PROVIDED TEXT:

Puerto Rico Priest Pleads Guilty in Abuse Case
SAN JUAN, Puerto Rico - A Roman Catholic priest in Puerto Rico has pleaded guilty to transporting a minor with the intent to engage in criminal sexual conduct.
     Israel Berrios had been arrested in May amid accusations that he sexually abused an altar boy from the time he was about 8 years old until he turned 17.
     Authorities accused Berrios of giving the boy money, a computer and a camera and taking him on a four-day cruise to the Bahamas with his mother's permission in July 2008. The boy was 15 at the time.
     Berrios is the first priest to face federal sex charges of that kind in the U.S. territory. The U.S. Attorney's Office said Thursday that Berrios could face up to 12 years in prison.


Settlement Reached in Clergy Abuse Case
MINNEAPOLIS - A man who was molested by a priest in the 1970s has become the first plaintiff to settle under a new Minnesota law that opened a three-year window for people to sue over older abuse cases.

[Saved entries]

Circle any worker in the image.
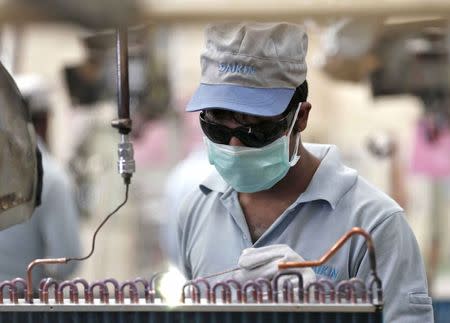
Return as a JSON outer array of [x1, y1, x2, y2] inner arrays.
[[0, 75, 80, 288], [0, 62, 42, 230], [177, 23, 433, 323]]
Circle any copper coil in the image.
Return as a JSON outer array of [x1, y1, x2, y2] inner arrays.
[[305, 281, 325, 304], [242, 280, 262, 303], [56, 280, 79, 304], [134, 277, 150, 303], [149, 272, 164, 303], [103, 278, 120, 304], [211, 282, 231, 304], [255, 278, 273, 303], [226, 279, 242, 303], [349, 278, 367, 303], [120, 280, 139, 304], [272, 270, 304, 303], [369, 275, 383, 305], [336, 280, 356, 304], [319, 278, 335, 303], [39, 278, 59, 304], [89, 280, 109, 304], [72, 277, 91, 304], [181, 281, 200, 304]]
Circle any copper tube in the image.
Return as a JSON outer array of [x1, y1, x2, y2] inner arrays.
[[319, 278, 335, 303], [283, 279, 294, 303], [226, 279, 242, 303], [242, 280, 262, 303], [305, 281, 325, 304], [336, 280, 356, 304], [42, 278, 59, 304], [39, 277, 50, 303], [181, 281, 200, 304], [134, 277, 150, 303], [349, 278, 367, 303], [278, 227, 377, 273], [56, 280, 78, 304], [0, 280, 16, 304], [26, 258, 68, 304], [255, 278, 273, 303], [72, 277, 91, 304], [272, 270, 303, 303], [149, 272, 164, 303], [120, 280, 139, 304], [89, 280, 109, 304], [195, 277, 211, 304], [211, 282, 231, 304], [11, 277, 27, 303], [103, 278, 121, 304]]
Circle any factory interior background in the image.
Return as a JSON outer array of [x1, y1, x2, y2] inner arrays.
[[0, 0, 450, 308]]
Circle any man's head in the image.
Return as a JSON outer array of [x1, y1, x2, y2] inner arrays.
[[187, 23, 311, 193], [187, 23, 308, 117]]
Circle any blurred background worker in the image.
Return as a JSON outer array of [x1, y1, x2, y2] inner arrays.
[[0, 75, 80, 287]]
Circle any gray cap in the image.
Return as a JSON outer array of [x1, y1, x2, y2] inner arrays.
[[186, 23, 308, 116]]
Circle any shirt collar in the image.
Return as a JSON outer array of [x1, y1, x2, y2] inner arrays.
[[296, 144, 358, 209], [200, 144, 358, 209]]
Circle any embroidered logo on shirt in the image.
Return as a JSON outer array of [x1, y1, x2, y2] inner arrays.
[[312, 265, 339, 280], [219, 63, 256, 74]]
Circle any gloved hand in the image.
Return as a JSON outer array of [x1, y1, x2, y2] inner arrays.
[[233, 244, 316, 286]]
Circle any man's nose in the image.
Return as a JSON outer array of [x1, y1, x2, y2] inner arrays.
[[228, 137, 245, 146]]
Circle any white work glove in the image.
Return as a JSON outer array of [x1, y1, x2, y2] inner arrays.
[[233, 244, 316, 287]]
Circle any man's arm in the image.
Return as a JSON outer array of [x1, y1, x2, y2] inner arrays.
[[354, 212, 434, 323]]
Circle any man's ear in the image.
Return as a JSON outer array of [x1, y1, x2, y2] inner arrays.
[[294, 101, 312, 132]]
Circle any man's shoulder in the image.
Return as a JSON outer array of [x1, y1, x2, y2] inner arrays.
[[340, 175, 404, 226]]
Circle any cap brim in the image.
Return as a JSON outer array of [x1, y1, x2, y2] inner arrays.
[[186, 83, 295, 117]]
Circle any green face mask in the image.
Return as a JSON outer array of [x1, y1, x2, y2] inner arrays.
[[204, 107, 300, 193]]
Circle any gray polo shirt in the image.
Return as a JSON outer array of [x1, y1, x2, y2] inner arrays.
[[177, 144, 433, 323]]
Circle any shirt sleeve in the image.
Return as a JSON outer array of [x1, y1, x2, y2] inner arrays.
[[356, 212, 434, 323]]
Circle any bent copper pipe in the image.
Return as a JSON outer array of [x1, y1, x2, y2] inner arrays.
[[11, 277, 27, 304], [272, 270, 304, 303], [26, 258, 69, 304], [278, 227, 378, 277], [103, 278, 120, 304], [283, 279, 294, 303], [0, 280, 17, 304]]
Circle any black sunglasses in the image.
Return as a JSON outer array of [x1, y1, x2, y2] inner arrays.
[[199, 109, 295, 148]]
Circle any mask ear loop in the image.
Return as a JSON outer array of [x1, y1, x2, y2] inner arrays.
[[286, 102, 302, 167]]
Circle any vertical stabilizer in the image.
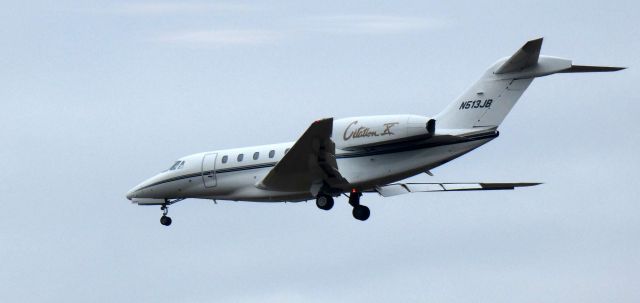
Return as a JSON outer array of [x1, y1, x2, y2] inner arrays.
[[435, 38, 624, 129]]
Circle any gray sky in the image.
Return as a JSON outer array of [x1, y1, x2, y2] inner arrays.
[[0, 1, 640, 303]]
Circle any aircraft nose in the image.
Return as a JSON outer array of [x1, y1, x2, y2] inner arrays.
[[127, 186, 138, 200]]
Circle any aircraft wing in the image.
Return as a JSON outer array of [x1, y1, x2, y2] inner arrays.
[[372, 183, 542, 197], [256, 118, 349, 195]]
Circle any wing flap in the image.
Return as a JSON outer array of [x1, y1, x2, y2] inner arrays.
[[375, 182, 542, 197]]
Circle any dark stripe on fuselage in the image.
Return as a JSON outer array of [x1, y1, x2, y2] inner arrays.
[[134, 132, 499, 190]]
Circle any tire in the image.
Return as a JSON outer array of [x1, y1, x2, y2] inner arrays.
[[352, 205, 371, 221], [316, 195, 333, 210]]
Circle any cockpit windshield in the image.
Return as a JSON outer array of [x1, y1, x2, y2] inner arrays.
[[167, 161, 184, 171]]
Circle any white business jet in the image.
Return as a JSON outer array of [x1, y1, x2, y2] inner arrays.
[[127, 38, 624, 226]]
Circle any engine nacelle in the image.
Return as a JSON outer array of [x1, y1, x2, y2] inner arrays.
[[332, 115, 435, 150]]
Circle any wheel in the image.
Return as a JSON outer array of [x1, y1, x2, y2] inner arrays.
[[316, 195, 333, 210], [160, 216, 171, 226], [353, 205, 371, 221]]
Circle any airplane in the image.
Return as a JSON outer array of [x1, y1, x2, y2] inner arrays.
[[126, 38, 625, 226]]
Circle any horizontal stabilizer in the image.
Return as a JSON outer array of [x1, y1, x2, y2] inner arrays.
[[559, 65, 626, 73], [495, 38, 542, 74], [131, 198, 167, 205], [375, 183, 542, 197]]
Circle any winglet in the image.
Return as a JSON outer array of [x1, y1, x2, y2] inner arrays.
[[494, 38, 542, 74]]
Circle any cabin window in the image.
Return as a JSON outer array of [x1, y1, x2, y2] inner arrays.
[[168, 161, 182, 170]]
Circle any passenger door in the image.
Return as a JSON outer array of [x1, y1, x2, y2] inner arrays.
[[202, 153, 218, 187]]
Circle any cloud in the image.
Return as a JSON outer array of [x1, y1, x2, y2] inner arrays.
[[158, 29, 282, 46], [110, 2, 252, 15], [310, 15, 445, 34]]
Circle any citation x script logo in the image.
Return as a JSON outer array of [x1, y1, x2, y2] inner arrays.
[[342, 120, 400, 141]]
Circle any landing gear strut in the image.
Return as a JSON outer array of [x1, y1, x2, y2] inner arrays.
[[160, 204, 171, 226], [349, 190, 371, 221], [316, 194, 333, 210]]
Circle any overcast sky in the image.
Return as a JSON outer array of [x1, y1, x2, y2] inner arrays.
[[0, 0, 640, 303]]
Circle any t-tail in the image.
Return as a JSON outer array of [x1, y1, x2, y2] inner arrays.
[[435, 38, 625, 129]]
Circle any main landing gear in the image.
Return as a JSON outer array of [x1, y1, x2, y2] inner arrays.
[[316, 194, 333, 210], [160, 204, 171, 226], [316, 190, 371, 221]]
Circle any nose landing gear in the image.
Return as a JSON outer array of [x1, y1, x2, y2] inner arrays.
[[160, 205, 171, 226], [349, 190, 371, 221]]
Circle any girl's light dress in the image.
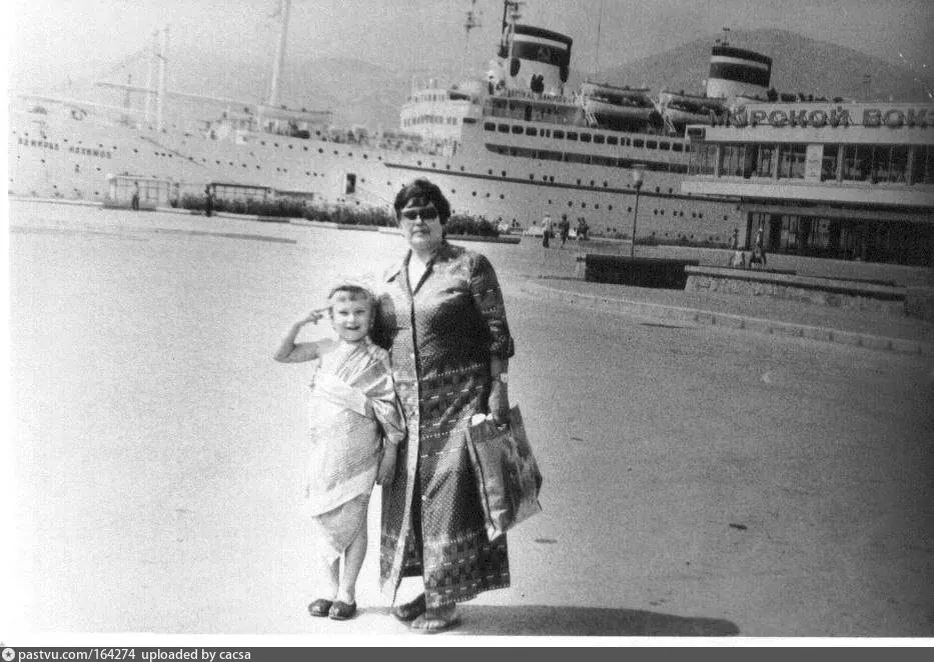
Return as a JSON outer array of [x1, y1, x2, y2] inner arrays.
[[306, 338, 406, 560]]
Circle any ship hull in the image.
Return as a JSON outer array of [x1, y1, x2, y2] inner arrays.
[[8, 107, 742, 244]]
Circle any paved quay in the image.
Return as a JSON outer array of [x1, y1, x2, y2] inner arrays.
[[490, 239, 934, 357], [9, 203, 934, 647]]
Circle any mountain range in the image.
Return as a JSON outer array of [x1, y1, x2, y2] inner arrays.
[[13, 29, 930, 129]]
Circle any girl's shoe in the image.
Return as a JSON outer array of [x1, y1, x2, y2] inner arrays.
[[308, 598, 334, 618], [328, 600, 357, 621], [392, 593, 428, 623], [409, 605, 461, 634]]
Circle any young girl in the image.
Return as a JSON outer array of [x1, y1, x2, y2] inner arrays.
[[274, 285, 405, 620]]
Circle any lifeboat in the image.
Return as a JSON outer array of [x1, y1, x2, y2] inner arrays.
[[658, 90, 726, 127], [580, 81, 656, 122]]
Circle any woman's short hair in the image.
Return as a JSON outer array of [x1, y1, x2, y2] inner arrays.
[[393, 178, 451, 225]]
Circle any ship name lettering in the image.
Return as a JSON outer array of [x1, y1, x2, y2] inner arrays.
[[830, 106, 850, 128], [808, 109, 827, 127], [749, 110, 769, 126], [788, 110, 808, 126], [19, 137, 59, 150], [905, 108, 928, 128]]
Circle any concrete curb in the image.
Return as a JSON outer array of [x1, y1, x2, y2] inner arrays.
[[520, 282, 934, 357]]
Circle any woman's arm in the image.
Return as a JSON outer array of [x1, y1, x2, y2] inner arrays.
[[272, 310, 323, 363]]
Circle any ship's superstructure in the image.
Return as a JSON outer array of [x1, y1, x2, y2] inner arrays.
[[8, 1, 828, 244]]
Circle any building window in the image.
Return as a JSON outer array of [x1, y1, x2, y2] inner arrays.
[[778, 144, 807, 179], [843, 145, 872, 182], [753, 145, 776, 177], [820, 145, 840, 182]]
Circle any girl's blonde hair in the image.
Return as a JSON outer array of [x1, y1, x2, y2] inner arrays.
[[328, 283, 376, 315]]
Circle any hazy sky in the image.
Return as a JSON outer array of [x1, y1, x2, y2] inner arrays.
[[7, 0, 934, 87]]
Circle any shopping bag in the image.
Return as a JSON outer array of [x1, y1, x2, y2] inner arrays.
[[467, 407, 542, 540]]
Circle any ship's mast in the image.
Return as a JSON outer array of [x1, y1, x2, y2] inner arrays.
[[268, 0, 292, 106], [156, 26, 169, 130]]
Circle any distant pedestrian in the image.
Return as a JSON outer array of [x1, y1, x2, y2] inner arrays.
[[727, 228, 746, 269], [558, 214, 571, 248], [204, 185, 214, 216], [577, 216, 590, 241]]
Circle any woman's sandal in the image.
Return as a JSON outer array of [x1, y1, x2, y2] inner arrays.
[[392, 593, 428, 623], [328, 600, 357, 621], [409, 607, 461, 634], [308, 598, 334, 618]]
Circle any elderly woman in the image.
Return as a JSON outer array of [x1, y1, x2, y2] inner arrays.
[[378, 179, 514, 632]]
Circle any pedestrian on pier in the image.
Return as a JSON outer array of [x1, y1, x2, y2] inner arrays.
[[204, 184, 214, 216]]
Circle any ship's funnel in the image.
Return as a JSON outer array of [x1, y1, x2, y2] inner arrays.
[[505, 25, 573, 94], [707, 46, 772, 99]]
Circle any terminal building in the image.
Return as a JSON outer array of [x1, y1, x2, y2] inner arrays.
[[682, 101, 934, 267]]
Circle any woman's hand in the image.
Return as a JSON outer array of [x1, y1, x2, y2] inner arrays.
[[376, 444, 399, 485], [489, 379, 509, 425]]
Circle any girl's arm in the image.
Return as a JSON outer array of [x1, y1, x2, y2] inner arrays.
[[272, 309, 327, 363]]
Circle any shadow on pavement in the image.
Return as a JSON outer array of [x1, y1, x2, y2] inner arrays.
[[451, 605, 739, 637]]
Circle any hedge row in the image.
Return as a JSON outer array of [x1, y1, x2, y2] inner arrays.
[[181, 195, 499, 237]]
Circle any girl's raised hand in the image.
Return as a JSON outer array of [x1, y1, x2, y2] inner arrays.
[[300, 308, 328, 325]]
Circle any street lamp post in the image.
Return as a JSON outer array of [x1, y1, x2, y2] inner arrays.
[[629, 166, 642, 285]]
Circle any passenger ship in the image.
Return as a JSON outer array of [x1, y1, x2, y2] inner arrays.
[[8, 0, 784, 244]]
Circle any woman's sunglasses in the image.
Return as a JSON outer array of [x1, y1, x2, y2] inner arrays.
[[402, 209, 438, 221]]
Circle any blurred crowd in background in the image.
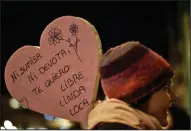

APPLY WHAT YOU READ:
**A)** Answer these questions from the news text:
(i) In what month was Israel Berrios arrested?
(ii) Where did the four-day cruise go?
(iii) How many years in prison could Berrios face, according to the U.S. Attorney's Office?
**B)** In the news text, change "Bahamas" to "Virgin Islands" and give the passage between "Authorities accused Berrios" and "years in prison.", inclusive.
**C)** According to the news text, why was a man molested by a priest in the 1970s able to sue and settle over such old abuse?
None of the saved entries matter here.

RESULTS FOR EACH TASK:
**A)**
(i) May
(ii) The Bahamas
(iii) Up to 12 years

**B)**
Authorities accused Berrios of giving the boy money, a computer and a camera and taking him on a four-day cruise to the Virgin Islands with his mother's permission in July 2008. The boy was 15 at the time.
     Berrios is the first priest to face federal sex charges of that kind in the U.S. territory. The U.S. Attorney's Office said Thursday that Berrios could face up to 12 years in prison.

**C)** A new Minnesota law opened a three-year window for people to sue over older abuse cases. He became the first plaintiff to settle under that law.